┏━━
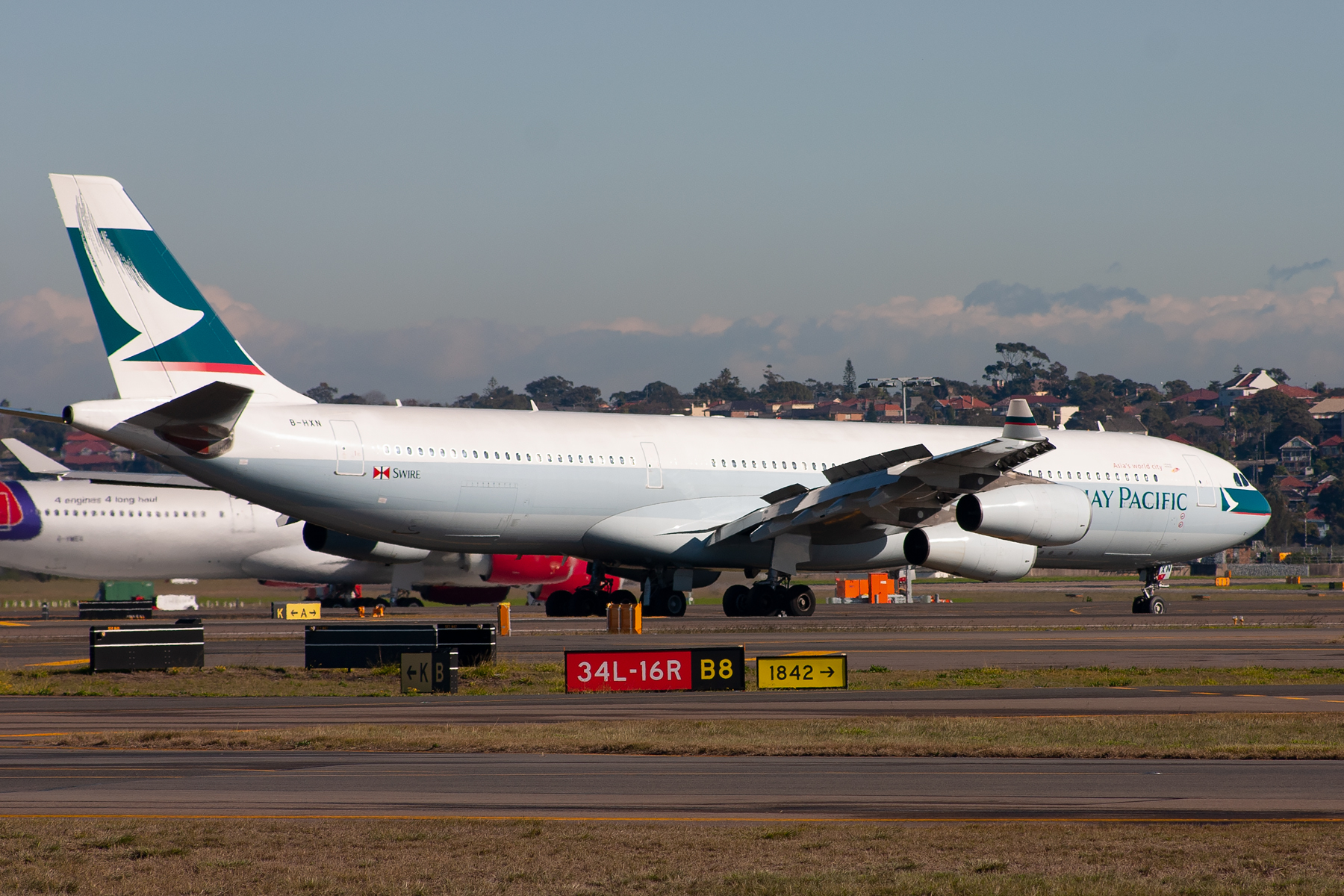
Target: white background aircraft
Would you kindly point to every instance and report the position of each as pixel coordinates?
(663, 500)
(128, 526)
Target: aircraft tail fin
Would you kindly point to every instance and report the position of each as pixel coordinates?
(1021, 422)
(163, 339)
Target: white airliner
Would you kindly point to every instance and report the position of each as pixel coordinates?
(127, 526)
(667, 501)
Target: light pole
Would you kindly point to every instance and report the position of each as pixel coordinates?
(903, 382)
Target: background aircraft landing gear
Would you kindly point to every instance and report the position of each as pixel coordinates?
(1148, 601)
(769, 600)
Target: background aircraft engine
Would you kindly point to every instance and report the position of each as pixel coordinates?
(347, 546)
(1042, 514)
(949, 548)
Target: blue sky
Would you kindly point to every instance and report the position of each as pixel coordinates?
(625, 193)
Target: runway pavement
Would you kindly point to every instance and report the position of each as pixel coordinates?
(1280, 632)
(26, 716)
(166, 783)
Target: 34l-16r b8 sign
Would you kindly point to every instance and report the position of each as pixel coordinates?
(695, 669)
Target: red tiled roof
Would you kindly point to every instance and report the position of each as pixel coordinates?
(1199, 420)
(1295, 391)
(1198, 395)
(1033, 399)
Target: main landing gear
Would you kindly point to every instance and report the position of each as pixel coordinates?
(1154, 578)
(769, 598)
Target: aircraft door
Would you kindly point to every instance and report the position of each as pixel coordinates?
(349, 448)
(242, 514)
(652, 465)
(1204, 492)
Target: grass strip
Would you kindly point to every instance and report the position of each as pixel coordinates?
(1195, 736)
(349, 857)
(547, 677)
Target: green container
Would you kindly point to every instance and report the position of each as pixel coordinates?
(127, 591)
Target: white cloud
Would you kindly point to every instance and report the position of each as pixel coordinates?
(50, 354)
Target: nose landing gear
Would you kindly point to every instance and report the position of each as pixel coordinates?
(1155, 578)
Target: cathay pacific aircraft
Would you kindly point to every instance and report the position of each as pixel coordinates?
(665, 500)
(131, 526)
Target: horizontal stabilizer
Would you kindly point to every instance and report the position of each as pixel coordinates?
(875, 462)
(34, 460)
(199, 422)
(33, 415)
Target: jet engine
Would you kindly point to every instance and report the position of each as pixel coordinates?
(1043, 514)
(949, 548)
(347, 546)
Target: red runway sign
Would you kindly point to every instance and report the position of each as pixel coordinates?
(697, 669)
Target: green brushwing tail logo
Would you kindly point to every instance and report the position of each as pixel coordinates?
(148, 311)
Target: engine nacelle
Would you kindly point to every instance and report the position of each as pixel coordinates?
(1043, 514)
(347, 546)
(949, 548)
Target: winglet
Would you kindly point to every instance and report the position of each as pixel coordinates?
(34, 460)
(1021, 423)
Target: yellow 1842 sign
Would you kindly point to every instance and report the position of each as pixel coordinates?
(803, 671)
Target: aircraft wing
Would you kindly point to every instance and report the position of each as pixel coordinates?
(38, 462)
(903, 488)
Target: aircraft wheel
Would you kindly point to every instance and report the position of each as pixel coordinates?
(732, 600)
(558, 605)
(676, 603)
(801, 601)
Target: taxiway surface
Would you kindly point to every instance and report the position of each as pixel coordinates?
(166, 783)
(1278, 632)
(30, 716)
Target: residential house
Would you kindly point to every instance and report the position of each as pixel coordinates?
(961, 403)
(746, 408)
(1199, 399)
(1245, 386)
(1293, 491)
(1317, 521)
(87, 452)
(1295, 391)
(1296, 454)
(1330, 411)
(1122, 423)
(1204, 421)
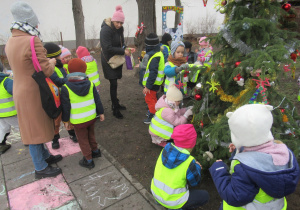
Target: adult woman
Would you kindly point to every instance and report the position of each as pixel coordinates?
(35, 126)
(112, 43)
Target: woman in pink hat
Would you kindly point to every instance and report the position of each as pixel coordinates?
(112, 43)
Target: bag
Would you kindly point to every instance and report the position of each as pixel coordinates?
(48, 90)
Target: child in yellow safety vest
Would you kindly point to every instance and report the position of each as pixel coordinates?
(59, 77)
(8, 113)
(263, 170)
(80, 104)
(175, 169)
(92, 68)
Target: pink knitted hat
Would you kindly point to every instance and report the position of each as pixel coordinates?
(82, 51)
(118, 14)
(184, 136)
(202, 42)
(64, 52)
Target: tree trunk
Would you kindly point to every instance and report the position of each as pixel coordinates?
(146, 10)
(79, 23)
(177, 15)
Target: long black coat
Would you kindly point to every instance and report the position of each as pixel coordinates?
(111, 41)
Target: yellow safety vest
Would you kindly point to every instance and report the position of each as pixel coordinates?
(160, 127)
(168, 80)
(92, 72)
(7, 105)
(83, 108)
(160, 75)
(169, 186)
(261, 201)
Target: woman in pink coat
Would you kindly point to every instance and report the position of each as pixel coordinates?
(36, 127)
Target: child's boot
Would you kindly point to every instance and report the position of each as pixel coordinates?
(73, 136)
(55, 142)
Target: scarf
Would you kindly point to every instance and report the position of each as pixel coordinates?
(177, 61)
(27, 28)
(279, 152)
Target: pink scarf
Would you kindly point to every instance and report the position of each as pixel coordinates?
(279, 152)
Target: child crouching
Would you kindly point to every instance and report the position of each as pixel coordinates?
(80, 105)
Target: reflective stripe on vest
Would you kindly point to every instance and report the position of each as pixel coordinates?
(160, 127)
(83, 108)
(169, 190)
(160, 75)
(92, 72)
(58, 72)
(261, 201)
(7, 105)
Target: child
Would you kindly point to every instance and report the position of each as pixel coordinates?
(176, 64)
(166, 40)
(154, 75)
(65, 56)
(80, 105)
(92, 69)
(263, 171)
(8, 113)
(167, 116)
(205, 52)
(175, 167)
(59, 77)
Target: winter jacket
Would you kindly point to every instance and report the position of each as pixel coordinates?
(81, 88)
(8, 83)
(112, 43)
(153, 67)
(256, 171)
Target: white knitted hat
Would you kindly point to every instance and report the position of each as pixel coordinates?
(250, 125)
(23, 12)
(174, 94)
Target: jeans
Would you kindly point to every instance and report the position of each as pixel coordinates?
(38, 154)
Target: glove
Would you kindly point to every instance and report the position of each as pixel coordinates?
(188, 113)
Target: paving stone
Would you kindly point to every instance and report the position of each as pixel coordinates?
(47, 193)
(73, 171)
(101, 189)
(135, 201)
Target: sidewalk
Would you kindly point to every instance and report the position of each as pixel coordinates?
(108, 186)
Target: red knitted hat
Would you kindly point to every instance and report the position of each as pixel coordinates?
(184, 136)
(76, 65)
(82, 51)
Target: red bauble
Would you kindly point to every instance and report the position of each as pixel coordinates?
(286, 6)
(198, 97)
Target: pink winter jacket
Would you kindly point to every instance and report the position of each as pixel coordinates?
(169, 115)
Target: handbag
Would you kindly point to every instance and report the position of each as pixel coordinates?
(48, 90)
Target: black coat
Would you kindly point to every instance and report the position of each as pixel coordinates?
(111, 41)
┗━━
• [What needs to be done]
Make an exact copy of the records shown above, without the pictures.

• [Problem solution]
Target: white background aircraft
Would you kindly point to every instance and report the position of each as pixel coordinates?
(663, 500)
(128, 526)
Target: aircraft tail fin
Would you kindly point to every instance and report the position of each as pixel coordinates?
(1021, 422)
(163, 339)
Target: white airliner
Would you kindly point to every instance and report the position of each as pixel coordinates?
(127, 526)
(667, 501)
Target: light pole
Would you kindly point to every instance and report the position of each as pixel coordinates?
(903, 382)
Target: background aircraft landing gear
Would you kindly point to every instance and report the position of each as pixel coordinates?
(1148, 601)
(769, 600)
Target: background aircraft engine
Would you kindly point to every instance and report the position of each as pixel coordinates?
(347, 546)
(1042, 514)
(949, 548)
Target: blue sky
Would you kindly point to every instance and report the position of each as pixel coordinates?
(625, 193)
Target: runway pavement
Would you kindly point to every instance and report the position of each as pixel coordinates?
(1280, 632)
(26, 716)
(166, 783)
Target: 34l-16r b8 sign
Would you kindly point to every instance and report the position of each as pixel coordinates?
(695, 669)
Target: red tiled roof
Would you kindly point to every instance and report the position of each as pixel coordinates?
(1199, 420)
(1295, 391)
(1198, 395)
(1033, 399)
Target: main landing gear
Would you kindly point to every instance and report the position of each as pixel coordinates?
(1154, 578)
(769, 598)
Target: aircraft door
Would you kindly point to every instance and report the position of each as pixel coordinates?
(349, 448)
(242, 514)
(652, 465)
(1204, 492)
Target: grass strip
Would you kindly point to every instance and report the position of each as pixel coordinates?
(1195, 736)
(349, 857)
(547, 677)
Target: green container
Would you kindly point to every instance and report the position of each as pixel coordinates?
(127, 591)
Target: white cloud
Would you kindly point to every instance and report the position of each as pixel coordinates?
(50, 354)
Target: nose landing gear
Would you kindly point to every instance and report the position of each as pixel coordinates?
(1155, 578)
Target: cathay pacific aircraft
Would you kindly point to every instance and report the position of each as pixel coordinates?
(665, 500)
(131, 526)
Target: horizontal stabilizer
Would you kindly point to every instance and report the position of each as pixel coordinates?
(875, 462)
(34, 460)
(199, 422)
(33, 415)
Target: jet engine
Would you kindly point to every instance and report the position of each as pixel coordinates?
(1043, 514)
(949, 548)
(347, 546)
Target: red runway sign
Would you kindly point to every instance and report the position of each as pixel coordinates?
(697, 669)
Target: green brushwing tail logo
Would you kindly point to every instance and report the position of each as pixel coordinates?
(148, 311)
Target: engine nacelle
Would you kindly point to every instance and report the position of each as pixel coordinates?
(1043, 514)
(347, 546)
(949, 548)
Target: winglet
Would you kindly point to every instance and report the position of each as pixel coordinates?
(34, 460)
(1021, 423)
Target: yellow 1842 sign
Would you kindly point to every instance and report the position of each as pixel coordinates?
(803, 671)
Target: aircraft wing
Would you kindly point to every instance and report the position of each as pixel coordinates?
(38, 462)
(903, 488)
Target: aircraft wheel
Would you kindly point to every instance and report the position of each as pixel coordinates?
(732, 600)
(558, 605)
(676, 603)
(801, 601)
Target: taxiway surface
Would you kindly point to every instance and report the position of each as pixel coordinates?
(166, 783)
(1278, 632)
(30, 716)
Target: residential house
Would you kindly point to every instance and report the position of each as pixel coordinates?
(961, 403)
(746, 408)
(1199, 399)
(1245, 386)
(1293, 491)
(1317, 521)
(87, 452)
(1295, 391)
(1296, 454)
(1330, 411)
(1122, 423)
(1204, 421)
Target: adult woman
Would you kindly point to every instance and report the position of each as pixel coordinates?
(35, 126)
(112, 43)
Target: woman in pink hat
Would you kindly point to every instance and report the position of each as pixel coordinates?
(112, 43)
Target: bag
Would you kindly point to every instance and report the position of each as pixel coordinates?
(48, 90)
Target: child in yellow safety vest
Would you kindly point to every instance and report the position of each as pixel coordinates?
(59, 77)
(8, 113)
(263, 170)
(80, 104)
(175, 169)
(92, 68)
Target: pink knitted hat
Would you kindly point to every instance and report the position of each as pixel coordinates?
(82, 51)
(118, 14)
(184, 136)
(202, 42)
(64, 52)
Target: tree trunk
Would you kindly point to every instance and report the position of each as pixel coordinates?
(146, 10)
(79, 23)
(177, 15)
Target: long black coat
Would you kindly point to every instance and report the position of each as pixel coordinates?
(111, 41)
Target: yellow safety vest
Would you kindly point to every instance and report the position of each as pixel coordinates?
(160, 127)
(168, 80)
(92, 72)
(7, 105)
(83, 108)
(160, 75)
(169, 186)
(261, 201)
Target: woman in pink coat
Would you kindly point to every instance and report the position of each as pixel coordinates?
(36, 127)
Target: child's boot
Would you kindly point to every instance and report the position of each as pixel coordinates?
(73, 136)
(55, 142)
Target: scarf
Would you kindly point to every instance and report the position of each as pixel coordinates?
(177, 61)
(27, 28)
(279, 152)
Target: pink scarf
Would you kindly point to every instance and report the position of each as pixel coordinates?
(279, 152)
Target: child crouching
Would you kindly point to every instance and report the position of each as pixel coordinates?
(80, 105)
Target: reflective stripe on vest
Would you kindly point to every instance and report the position of each as pixel coordinates?
(160, 127)
(83, 108)
(169, 190)
(160, 75)
(92, 72)
(58, 72)
(261, 201)
(7, 105)
Target: child
Would you kindly point to every instance and report the position of each as pixel coordinates?
(176, 64)
(166, 40)
(154, 75)
(65, 56)
(80, 105)
(92, 69)
(263, 171)
(8, 113)
(167, 116)
(205, 52)
(175, 167)
(59, 77)
Target: winter jacket
Would you kindly point to every instance and report the position of each as pixel coordinates?
(81, 88)
(8, 83)
(112, 43)
(153, 67)
(256, 171)
Target: white knitted hat
Would you kindly point to every instance and report the position of each as pixel coordinates?
(250, 125)
(23, 12)
(174, 94)
Target: jeans
Would you kindly point to every instance and report the position of each as pixel coordinates?
(38, 154)
Target: glove
Would you kindly point to every instance and report the position of each as pixel coordinates?
(188, 113)
Target: paving stone
Would you kindly point to every instance and report the position of each as pixel coordinates?
(47, 193)
(73, 171)
(101, 189)
(135, 201)
Target: sidewalk
Would you kindly point to every instance and report the position of each as pixel coordinates?
(108, 186)
Target: red knitted hat
Would you kindly point to every instance and report the position of each as pixel coordinates?
(184, 136)
(76, 65)
(82, 51)
Target: red bauble
Would you kindly point to every instance and report the position of each as pixel coordinates?
(286, 6)
(198, 97)
Target: pink winter jacket
Would you kindly point to every instance and report the position of each as pixel coordinates?
(169, 115)
Target: handbag
Would you kindly point to every instance and report the position of each as pixel coordinates?
(48, 90)
Target: black coat
Would you kindly point to every instance and report the position of each as pixel coordinates?
(111, 41)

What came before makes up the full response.